Please list every line in the entries below that contains the word "jeans". Case counts when matching.

EXCERPTED RECORDS >>
------------
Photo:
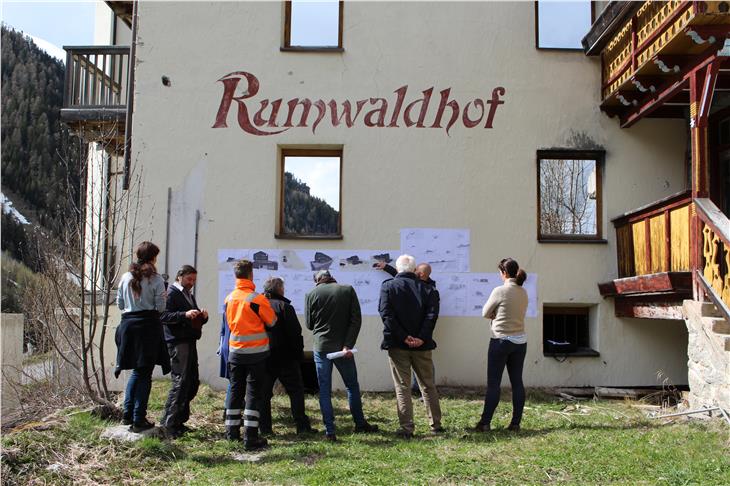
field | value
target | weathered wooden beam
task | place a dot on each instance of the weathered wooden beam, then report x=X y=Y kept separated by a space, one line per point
x=671 y=310
x=675 y=282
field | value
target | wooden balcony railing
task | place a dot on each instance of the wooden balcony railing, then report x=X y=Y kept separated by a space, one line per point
x=660 y=32
x=96 y=81
x=715 y=258
x=655 y=238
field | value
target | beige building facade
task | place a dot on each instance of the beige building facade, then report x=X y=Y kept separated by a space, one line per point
x=220 y=181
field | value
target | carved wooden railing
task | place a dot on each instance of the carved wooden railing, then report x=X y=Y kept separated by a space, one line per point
x=655 y=238
x=715 y=258
x=654 y=25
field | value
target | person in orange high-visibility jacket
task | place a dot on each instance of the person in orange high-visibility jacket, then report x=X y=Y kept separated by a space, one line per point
x=246 y=314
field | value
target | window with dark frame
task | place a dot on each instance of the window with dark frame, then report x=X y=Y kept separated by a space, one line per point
x=566 y=331
x=310 y=194
x=569 y=195
x=313 y=25
x=561 y=25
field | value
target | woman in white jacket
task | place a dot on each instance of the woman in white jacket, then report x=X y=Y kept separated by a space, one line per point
x=506 y=307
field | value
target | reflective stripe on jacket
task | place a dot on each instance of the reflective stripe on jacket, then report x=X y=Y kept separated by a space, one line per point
x=247 y=313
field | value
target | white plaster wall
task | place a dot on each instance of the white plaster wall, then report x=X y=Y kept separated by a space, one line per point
x=476 y=178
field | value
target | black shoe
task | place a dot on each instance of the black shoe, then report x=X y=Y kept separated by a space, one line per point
x=255 y=444
x=306 y=429
x=138 y=427
x=366 y=428
x=174 y=433
x=481 y=427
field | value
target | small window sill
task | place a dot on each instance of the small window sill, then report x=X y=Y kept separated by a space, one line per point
x=285 y=236
x=566 y=49
x=599 y=241
x=581 y=353
x=310 y=49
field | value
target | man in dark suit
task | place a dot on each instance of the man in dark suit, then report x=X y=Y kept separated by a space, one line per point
x=183 y=321
x=409 y=308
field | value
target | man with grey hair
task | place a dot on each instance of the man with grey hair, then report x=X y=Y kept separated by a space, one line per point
x=284 y=363
x=409 y=308
x=332 y=312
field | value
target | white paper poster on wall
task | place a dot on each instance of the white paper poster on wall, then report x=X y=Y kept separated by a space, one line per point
x=297 y=268
x=445 y=249
x=463 y=294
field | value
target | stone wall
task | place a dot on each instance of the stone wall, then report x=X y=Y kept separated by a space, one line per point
x=708 y=360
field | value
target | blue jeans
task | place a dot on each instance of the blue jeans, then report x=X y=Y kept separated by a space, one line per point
x=137 y=394
x=348 y=372
x=503 y=352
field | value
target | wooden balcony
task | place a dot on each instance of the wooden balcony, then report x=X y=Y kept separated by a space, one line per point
x=654 y=260
x=714 y=276
x=96 y=97
x=648 y=48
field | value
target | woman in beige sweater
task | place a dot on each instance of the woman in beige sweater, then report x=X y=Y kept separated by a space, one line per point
x=506 y=307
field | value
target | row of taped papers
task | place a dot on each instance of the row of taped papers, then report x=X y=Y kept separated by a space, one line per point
x=298 y=267
x=464 y=294
x=445 y=249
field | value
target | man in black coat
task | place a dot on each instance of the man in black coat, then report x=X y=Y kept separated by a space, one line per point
x=284 y=363
x=423 y=272
x=409 y=309
x=182 y=321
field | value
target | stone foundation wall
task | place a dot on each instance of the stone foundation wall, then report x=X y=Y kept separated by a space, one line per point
x=708 y=362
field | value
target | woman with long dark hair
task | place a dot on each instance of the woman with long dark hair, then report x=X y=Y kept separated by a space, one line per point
x=506 y=307
x=140 y=344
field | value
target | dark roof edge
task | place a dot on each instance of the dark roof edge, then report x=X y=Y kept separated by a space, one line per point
x=610 y=20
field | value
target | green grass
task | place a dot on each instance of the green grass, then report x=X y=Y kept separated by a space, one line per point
x=593 y=442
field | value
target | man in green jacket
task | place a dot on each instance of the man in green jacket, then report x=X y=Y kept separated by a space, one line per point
x=332 y=313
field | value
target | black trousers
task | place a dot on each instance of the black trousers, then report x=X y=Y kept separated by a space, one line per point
x=185 y=383
x=246 y=380
x=289 y=373
x=504 y=353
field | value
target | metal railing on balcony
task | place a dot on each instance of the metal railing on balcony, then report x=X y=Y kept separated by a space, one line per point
x=96 y=79
x=655 y=238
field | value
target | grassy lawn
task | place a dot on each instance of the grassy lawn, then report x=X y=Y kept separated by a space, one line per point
x=594 y=442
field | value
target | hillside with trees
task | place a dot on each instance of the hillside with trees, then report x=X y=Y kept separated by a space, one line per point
x=34 y=143
x=304 y=213
x=35 y=151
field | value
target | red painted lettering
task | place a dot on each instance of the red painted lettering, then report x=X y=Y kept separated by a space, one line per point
x=230 y=82
x=468 y=122
x=380 y=112
x=442 y=106
x=493 y=104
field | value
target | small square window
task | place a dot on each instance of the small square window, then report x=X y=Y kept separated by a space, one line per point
x=567 y=331
x=313 y=25
x=562 y=25
x=569 y=195
x=310 y=194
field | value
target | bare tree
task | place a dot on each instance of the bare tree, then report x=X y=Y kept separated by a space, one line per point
x=567 y=206
x=81 y=269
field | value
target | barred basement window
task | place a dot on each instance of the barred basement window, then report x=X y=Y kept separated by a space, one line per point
x=569 y=195
x=562 y=25
x=566 y=331
x=312 y=25
x=310 y=194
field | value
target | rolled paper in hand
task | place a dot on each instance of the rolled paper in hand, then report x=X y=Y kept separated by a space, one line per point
x=340 y=354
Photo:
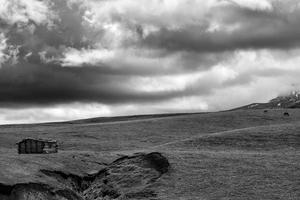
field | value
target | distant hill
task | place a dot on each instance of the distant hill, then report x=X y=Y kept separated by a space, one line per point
x=291 y=100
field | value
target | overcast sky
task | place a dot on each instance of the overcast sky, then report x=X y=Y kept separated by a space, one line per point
x=72 y=59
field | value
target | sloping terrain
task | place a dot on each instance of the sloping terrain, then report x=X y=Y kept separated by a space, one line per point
x=286 y=101
x=241 y=154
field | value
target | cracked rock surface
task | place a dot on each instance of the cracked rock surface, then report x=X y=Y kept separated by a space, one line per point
x=129 y=177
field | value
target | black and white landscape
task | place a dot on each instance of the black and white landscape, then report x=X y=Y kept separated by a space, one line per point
x=149 y=99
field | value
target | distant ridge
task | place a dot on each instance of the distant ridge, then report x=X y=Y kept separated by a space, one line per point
x=291 y=100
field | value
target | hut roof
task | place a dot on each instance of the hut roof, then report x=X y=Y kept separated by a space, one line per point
x=38 y=139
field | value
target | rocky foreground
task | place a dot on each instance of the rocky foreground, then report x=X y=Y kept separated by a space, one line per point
x=129 y=177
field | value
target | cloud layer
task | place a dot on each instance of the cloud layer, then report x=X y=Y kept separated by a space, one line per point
x=144 y=56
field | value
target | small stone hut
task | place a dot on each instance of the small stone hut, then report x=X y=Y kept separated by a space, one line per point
x=39 y=146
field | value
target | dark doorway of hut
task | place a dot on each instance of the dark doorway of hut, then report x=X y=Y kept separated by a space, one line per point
x=37 y=146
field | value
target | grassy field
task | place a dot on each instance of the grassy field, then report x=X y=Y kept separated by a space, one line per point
x=241 y=154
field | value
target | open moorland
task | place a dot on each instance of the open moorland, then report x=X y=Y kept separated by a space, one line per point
x=239 y=154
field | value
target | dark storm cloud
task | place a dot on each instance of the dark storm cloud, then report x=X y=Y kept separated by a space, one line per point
x=97 y=53
x=37 y=85
x=251 y=29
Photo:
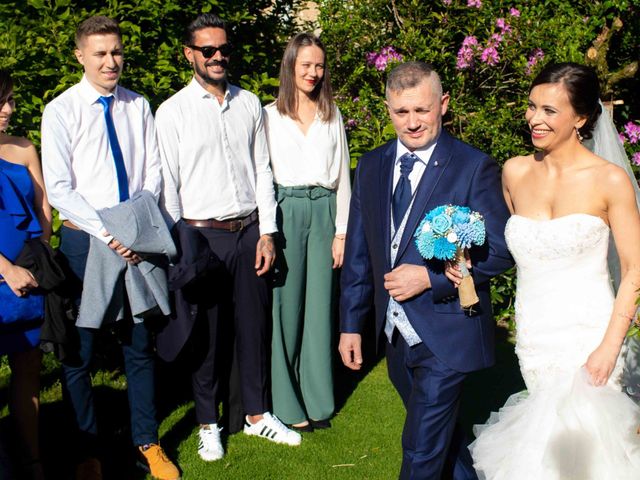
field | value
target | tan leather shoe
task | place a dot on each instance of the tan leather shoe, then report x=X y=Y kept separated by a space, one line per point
x=156 y=462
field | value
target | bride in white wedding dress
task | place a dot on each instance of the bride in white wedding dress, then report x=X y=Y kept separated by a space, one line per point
x=573 y=422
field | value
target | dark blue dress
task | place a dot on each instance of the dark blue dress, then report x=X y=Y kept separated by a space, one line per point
x=18 y=223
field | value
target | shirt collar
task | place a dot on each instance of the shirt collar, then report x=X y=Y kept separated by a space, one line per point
x=423 y=154
x=91 y=95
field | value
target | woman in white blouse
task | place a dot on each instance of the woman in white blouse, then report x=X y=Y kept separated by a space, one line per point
x=310 y=163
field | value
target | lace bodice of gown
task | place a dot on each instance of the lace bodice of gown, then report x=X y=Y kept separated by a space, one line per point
x=564 y=296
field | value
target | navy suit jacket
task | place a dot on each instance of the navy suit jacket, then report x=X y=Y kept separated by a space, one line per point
x=456 y=174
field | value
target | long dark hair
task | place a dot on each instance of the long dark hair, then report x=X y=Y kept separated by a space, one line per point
x=287 y=103
x=583 y=88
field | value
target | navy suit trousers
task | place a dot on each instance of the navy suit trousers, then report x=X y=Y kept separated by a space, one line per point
x=432 y=442
x=139 y=363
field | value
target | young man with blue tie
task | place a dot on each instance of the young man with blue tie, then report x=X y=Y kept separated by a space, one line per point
x=98 y=149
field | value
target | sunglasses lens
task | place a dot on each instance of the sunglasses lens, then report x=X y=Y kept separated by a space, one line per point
x=208 y=52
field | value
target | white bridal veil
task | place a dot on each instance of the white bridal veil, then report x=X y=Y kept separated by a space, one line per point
x=606 y=144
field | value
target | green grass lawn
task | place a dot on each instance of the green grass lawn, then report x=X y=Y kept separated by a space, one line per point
x=363 y=443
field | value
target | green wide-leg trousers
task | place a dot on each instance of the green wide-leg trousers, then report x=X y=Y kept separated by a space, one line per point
x=301 y=366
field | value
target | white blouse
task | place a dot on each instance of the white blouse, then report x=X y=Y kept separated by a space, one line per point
x=319 y=158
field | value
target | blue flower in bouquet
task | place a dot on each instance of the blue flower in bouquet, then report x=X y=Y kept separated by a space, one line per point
x=466 y=234
x=479 y=231
x=425 y=244
x=447 y=229
x=443 y=249
x=441 y=224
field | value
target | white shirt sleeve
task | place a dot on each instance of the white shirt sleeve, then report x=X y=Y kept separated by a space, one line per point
x=152 y=174
x=265 y=194
x=168 y=143
x=343 y=190
x=58 y=176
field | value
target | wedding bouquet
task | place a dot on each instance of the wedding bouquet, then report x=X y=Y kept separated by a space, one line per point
x=444 y=234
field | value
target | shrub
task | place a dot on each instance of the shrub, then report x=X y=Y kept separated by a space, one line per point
x=486 y=52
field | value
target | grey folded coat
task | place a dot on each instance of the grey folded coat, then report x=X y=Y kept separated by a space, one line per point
x=109 y=279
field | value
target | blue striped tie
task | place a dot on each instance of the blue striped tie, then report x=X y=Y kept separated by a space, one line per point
x=402 y=193
x=121 y=171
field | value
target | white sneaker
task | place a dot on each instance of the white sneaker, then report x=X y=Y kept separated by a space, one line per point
x=210 y=447
x=271 y=428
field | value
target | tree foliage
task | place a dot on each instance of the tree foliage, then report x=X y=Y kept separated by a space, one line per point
x=487 y=53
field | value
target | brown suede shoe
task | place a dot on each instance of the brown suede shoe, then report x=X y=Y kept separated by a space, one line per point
x=155 y=461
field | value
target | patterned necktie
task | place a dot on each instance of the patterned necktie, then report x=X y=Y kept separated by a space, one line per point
x=402 y=193
x=121 y=171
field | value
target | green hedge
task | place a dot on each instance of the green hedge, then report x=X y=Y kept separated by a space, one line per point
x=487 y=53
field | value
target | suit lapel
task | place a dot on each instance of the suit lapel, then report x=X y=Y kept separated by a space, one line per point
x=438 y=163
x=387 y=162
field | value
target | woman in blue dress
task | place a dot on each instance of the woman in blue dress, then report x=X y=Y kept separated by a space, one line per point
x=24 y=214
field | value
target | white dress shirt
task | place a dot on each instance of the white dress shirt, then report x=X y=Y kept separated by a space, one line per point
x=319 y=158
x=424 y=155
x=77 y=163
x=215 y=160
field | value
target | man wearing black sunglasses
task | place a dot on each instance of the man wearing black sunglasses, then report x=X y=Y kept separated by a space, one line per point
x=218 y=188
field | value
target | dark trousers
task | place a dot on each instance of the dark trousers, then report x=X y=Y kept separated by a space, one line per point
x=236 y=294
x=432 y=442
x=139 y=364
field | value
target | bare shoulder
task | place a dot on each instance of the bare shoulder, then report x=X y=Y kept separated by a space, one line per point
x=611 y=176
x=517 y=167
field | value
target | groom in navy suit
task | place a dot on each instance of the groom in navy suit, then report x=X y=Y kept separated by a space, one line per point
x=431 y=343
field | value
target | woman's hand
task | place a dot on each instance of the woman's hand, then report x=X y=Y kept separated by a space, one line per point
x=601 y=362
x=337 y=250
x=19 y=279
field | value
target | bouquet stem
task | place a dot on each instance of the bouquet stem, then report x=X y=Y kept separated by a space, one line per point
x=466 y=289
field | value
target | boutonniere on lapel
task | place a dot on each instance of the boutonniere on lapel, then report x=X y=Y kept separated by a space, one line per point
x=444 y=234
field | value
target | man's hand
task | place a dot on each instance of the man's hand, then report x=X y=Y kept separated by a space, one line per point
x=350 y=349
x=406 y=281
x=20 y=280
x=265 y=254
x=129 y=255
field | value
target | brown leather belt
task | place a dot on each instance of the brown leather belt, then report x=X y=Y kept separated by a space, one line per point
x=68 y=224
x=231 y=225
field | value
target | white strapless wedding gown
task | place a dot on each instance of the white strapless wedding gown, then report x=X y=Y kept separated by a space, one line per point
x=561 y=428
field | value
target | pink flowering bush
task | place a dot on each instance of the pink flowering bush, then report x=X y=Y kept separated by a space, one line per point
x=386 y=56
x=487 y=53
x=630 y=138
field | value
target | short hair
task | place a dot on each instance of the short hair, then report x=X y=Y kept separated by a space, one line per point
x=411 y=74
x=6 y=86
x=286 y=103
x=204 y=20
x=583 y=88
x=98 y=25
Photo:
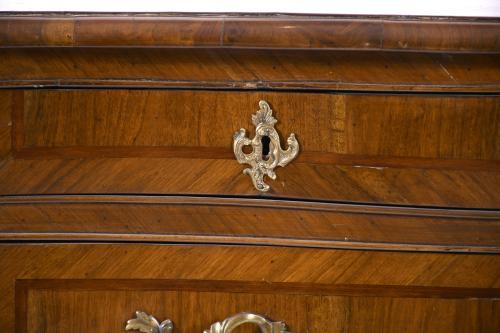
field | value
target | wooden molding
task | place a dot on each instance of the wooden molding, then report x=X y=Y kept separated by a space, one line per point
x=252 y=31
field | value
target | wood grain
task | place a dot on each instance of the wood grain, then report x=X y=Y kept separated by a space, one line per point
x=406 y=186
x=5 y=122
x=441 y=127
x=248 y=69
x=248 y=221
x=416 y=282
x=196 y=311
x=252 y=31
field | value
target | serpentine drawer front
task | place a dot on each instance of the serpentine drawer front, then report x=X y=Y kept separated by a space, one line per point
x=202 y=173
x=405 y=149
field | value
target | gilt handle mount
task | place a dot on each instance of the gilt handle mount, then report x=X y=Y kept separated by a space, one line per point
x=148 y=324
x=262 y=163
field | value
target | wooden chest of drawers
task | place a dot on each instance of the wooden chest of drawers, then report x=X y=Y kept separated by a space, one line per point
x=120 y=190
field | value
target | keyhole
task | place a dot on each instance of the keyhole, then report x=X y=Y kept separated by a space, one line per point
x=265 y=140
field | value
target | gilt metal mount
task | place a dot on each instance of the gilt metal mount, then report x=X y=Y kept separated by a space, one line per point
x=263 y=164
x=148 y=324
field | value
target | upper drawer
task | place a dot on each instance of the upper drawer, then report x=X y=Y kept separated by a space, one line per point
x=401 y=148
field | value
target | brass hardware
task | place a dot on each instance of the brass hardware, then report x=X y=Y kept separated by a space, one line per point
x=263 y=165
x=148 y=324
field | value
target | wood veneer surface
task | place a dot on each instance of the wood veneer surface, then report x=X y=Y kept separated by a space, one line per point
x=248 y=221
x=252 y=31
x=280 y=282
x=249 y=69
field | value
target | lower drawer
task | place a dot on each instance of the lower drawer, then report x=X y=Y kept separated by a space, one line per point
x=98 y=287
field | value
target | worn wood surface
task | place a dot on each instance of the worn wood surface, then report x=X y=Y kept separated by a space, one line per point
x=6 y=110
x=249 y=69
x=407 y=186
x=212 y=282
x=440 y=127
x=252 y=31
x=248 y=221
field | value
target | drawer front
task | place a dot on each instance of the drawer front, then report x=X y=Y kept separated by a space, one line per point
x=76 y=288
x=399 y=149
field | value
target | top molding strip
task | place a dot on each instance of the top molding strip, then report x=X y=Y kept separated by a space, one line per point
x=251 y=31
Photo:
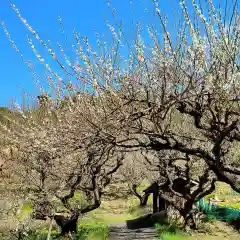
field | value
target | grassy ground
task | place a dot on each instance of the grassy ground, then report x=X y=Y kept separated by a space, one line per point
x=113 y=211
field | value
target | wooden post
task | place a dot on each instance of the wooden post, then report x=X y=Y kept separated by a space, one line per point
x=155 y=202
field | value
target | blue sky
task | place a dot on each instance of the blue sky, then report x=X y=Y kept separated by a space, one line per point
x=85 y=16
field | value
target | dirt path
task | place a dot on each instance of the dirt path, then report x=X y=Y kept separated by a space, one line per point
x=121 y=232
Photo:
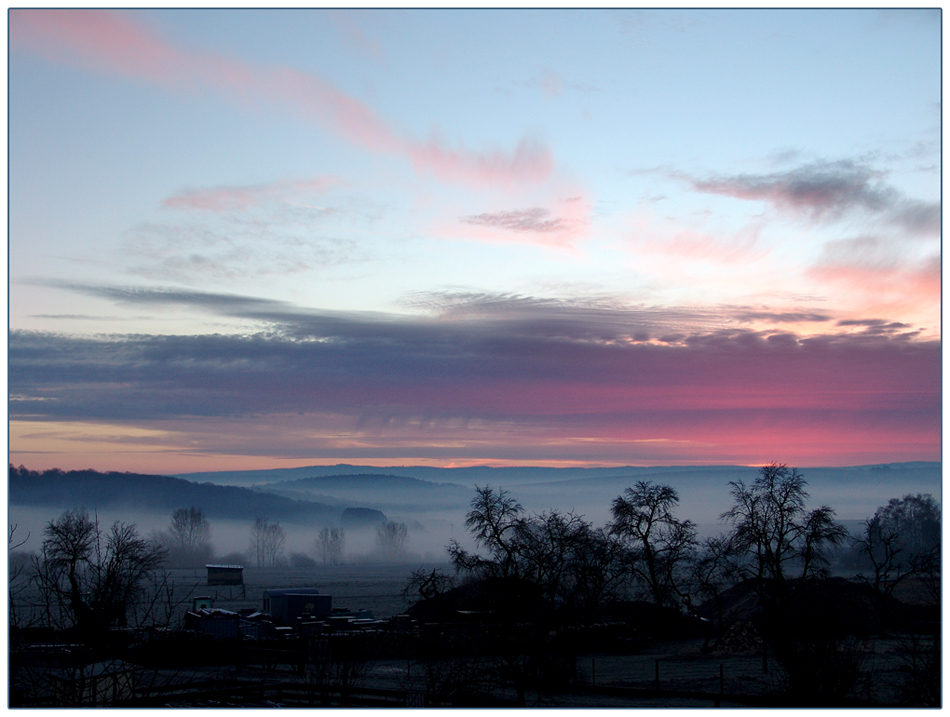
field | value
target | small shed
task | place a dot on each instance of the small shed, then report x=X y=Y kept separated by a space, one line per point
x=287 y=604
x=225 y=574
x=220 y=624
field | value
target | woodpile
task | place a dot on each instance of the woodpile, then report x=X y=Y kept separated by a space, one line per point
x=741 y=638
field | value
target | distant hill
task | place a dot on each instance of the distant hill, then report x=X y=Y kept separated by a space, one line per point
x=383 y=492
x=460 y=476
x=93 y=490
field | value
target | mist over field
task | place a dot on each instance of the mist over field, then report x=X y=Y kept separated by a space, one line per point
x=432 y=503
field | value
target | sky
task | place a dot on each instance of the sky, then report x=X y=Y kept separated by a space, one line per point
x=248 y=239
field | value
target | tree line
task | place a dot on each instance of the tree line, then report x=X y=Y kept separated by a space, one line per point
x=772 y=539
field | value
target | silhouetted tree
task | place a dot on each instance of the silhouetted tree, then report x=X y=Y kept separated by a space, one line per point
x=188 y=538
x=573 y=564
x=493 y=520
x=267 y=543
x=660 y=544
x=391 y=539
x=901 y=540
x=773 y=529
x=330 y=543
x=90 y=578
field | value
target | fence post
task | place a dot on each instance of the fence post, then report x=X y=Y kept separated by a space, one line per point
x=722 y=687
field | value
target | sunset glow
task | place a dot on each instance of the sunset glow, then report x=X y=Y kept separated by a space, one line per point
x=259 y=239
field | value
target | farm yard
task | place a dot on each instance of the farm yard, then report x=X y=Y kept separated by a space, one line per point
x=375 y=587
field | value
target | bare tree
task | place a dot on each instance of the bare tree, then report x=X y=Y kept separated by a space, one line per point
x=188 y=539
x=330 y=544
x=660 y=544
x=88 y=580
x=775 y=532
x=267 y=543
x=493 y=520
x=391 y=538
x=900 y=541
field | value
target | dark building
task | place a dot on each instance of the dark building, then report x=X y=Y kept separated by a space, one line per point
x=225 y=574
x=285 y=605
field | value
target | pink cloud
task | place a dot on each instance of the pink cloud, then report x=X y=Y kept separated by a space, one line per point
x=665 y=238
x=242 y=198
x=352 y=30
x=111 y=43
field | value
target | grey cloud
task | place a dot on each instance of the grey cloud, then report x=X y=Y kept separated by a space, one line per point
x=781 y=317
x=511 y=359
x=918 y=218
x=829 y=190
x=523 y=220
x=818 y=188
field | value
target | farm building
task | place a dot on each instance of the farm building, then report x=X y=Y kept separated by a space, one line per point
x=220 y=624
x=287 y=604
x=225 y=574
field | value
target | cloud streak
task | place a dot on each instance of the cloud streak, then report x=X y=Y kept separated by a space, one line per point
x=110 y=43
x=536 y=367
x=219 y=199
x=825 y=190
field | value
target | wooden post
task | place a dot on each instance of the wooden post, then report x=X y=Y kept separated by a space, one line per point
x=722 y=686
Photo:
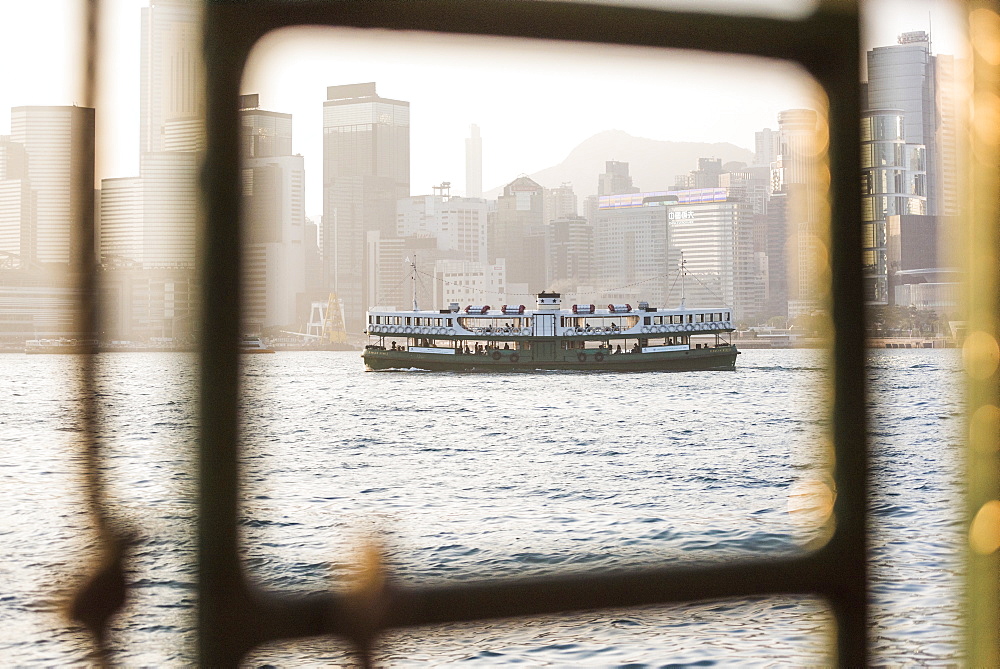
------------
SOLUTION TO THIS PROBLEM >>
target | blue jeans
task | place a dot on each instance of the blue jeans, then report x=X y=Y kept separated by a space, one line per point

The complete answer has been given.